## PERINTAH 1
Salin tanpa perubahan bagian teks tentang pernikahan, mulai dari kata-kata yang memuat "menolongnya, salah satunya" dan berhenti setelah "muslim (syahsiyah islamiyah)".

## BAGIAN TEKS
Menikah merupakan salah satu tanda kebesaran Allah SWT sebagaimana
diungkap dalam Alqur’an (QS. Ar Rum:21), sehingga bernilai sakral dan
signifikan. Menikah juga merupakan perintah-Nya (QS. An-Nur:32) yang
berarti suatu aktifitas yang bernilai ibadah dan merupakan Sunnah Rasul
dalam kehidupan sebagaimana ditegaskan dalam salah satu hadits :
”Barangsiapa yang dimudahkan baginya untuk menikah, lalu ia tidak
menikah maka tidaklah ia termasuk golonganku” (HR.At-Thabrani dan
Al-Baihaqi). Oleh karena nikah merupakan sunnah Rasul, maka selayaknya
proses menuju pernikahan, tata cara (prosesi) pernikahan dan bahkan
kehidupan pasca pernikahan harus mencontoh Rasul. Misalnya saat hendak
menentukan pasangan hidup hendaknya lebih mengutamakan kriteria ad Dien
(agama/akhlaq) sebelum hal-hal lainnya (kecantikan/ketampanan,
keturunan, dan harta); dalam prosesi pernikahan (walimatul ‘urusy)
hendaknya juga dihindari hal-hal yang berlebihan (mubadzir), tradisi
yang menyimpang (khurafat) dan kondisi bercampur baur (ikhtilath).
Kemudian dalam kehidupan berumah tangga pasca pernikahan hendaknya
berupaya membiasakan diri dengan adab dan akhlaq seperti yang
dicontohkan Rasulullah saw.
Menikah merupakan upaya menjaga
kehormatan dan kesucian diri, artinya seorang yang telah menikah
semestinya lebih terjaga dari perangkap zina dan mampu mengendalikan
syahwatnya. Allah SWT akan memberikan pertolong-an kepada mereka yang
mengambil langkah ini; “ Tiga golongan yang wajib Aku (Allah)
menolongnya, salah satunya adalah orang yang menikah karena ingin
menjaga kesucian dirinya.” (HR. Tarmidzi)
Menikah juga merupakan
tangga kedua setelah pembentukan pribadi muslim (syahsiyah islamiyah)
dalam tahapan amal dakwah, artinya menjadikan keluarga sebagai ladang
beramal dalam rangka membentuk keluarga muslim teladan (usrah islami)
yang diwarnai akhlak Islam dalam segala aktifitas dan interaksi seluruh
anggota keluarga, sehingga mampu menjadi rahmatan lil ‘alamin bagi
masyarakat sekitarnya. Dengan adanya keluarga-keluarga muslim pembawa
rahmat diharapkan dapat terwujud komunitas dan lingkungan masyarakat
yang sejahtera.
2. Sikap saling terbuka (Mushorohah)
Secara
fisik suami isteri telah dihalalkan oleh Allah SWT untuk saling terbuka
saat jima’ (bersenggama), padahal sebelum menikah hal itu adalah
sesuatu yang diharamkan. Maka hakikatnya keterbukaan itu pun harus
diwujudkan dalam interaksi kejiwaan (syu’ur), pemikiran (fikrah), dan
sikap (mauqif) serta tingkah laku (suluk), sehingga masing-masing dapat
secara utuh mengenal hakikat kepribadian suami/isteri-nya dan dapat
memupuk sikap saling percaya (tsiqoh) di antara keduanya.

## DATA TERSEDIA
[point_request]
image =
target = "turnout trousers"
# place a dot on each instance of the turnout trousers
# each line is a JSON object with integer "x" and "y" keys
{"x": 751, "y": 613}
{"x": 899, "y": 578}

## PERINTAH 2
Kumpulkan setiap baris dari daftar di atas yang memuat kata "each", dengan memperhatikan huruf besar dan kecil.

## JAWABAN LENGKAP 1
menolongnya, salah satunya adalah orang yang menikah karena ingin
menjaga kesucian dirinya.” (HR. Tarmidzi)
Menikah juga merupakan
tangga kedua setelah pembentukan pribadi muslim (syahsiyah islamiyah)

## JAWABAN LENGKAP 2
# place a dot on each instance of the turnout trousers
# each line is a JSON object with integer "x" and "y" keys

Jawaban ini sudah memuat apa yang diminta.